- The standard access is the back door, which is a normal home sliding glass door.
- Then there's a hatch on the fore deck.
Today i learned another way disaster could occur: There's a standard little lever mechanism on the inside to lock the door, like you'd see on any sliding glass door. If this should be inadvertently bumped when the door is open, then when it shuts, the door is now locked.
OK so i've been leaving the front hatch unlocked, just in case. Except in sketchy ports, i'll lock it when i leave. AND, after that native man told me about the wave breaking over his bow, i lock it when in heavy sea, just so it isnt popped open by some breaking wave.
In either case, i could accidently lock myself out while the hatch is purposely locked, or when i've forgotten to unlock the hatch after it was locked on purpose.
There's so much that can go wrong.

(The tasks):
1) In the passage about getting into the boat, what kind of door is the back door?
2) Continue the passage about getting locked out of the boat, starting after its final sentence.

(Material):
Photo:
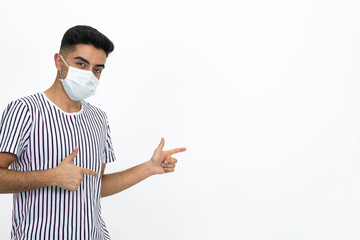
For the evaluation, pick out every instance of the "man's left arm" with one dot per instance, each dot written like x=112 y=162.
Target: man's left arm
x=160 y=162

(Solved problems):
1) A normal home sliding glass door.

2)
This morn, again my engine wouldnt start. It was firing, trying, but it wouldnt catch/keep-going. Finally i sprayed in starting fluid, and after some tries it did start. This makes me very nervous.
It was blue sky when i woke, but very soon it clouded low and in fact out on the water it was almost fog, land obscured. I turned on the nav lites, and navigated by the GPS display (which for 3 days has performed flawlessly, excellent).
Partway thru the Wrangell Narrows the ~fog lifted to low solid clouds, visibility much improved.
But it was 'clear' that this was no good day to go view glaciers. Because there'd be no 'view'.
So i stopped at Petersburg, filled up fuel and sought a berth at the marina.
I radioed the Harbormaster with my request. She assigned me slip#139 in North Harbor, then gave me a very long series of location directions involving compass directions, port, starboard, building and vessel descriptions, they were no doubt exceedingly precise, and meant nothing to me. Fumbling around, i saw no numbers anywhere, til in 1 empty slip i did notice a small number plate afixed, visible only if the slip was empty. With that bit of intelligence, it was easy to work my way in the right direction.
I docked perfectly.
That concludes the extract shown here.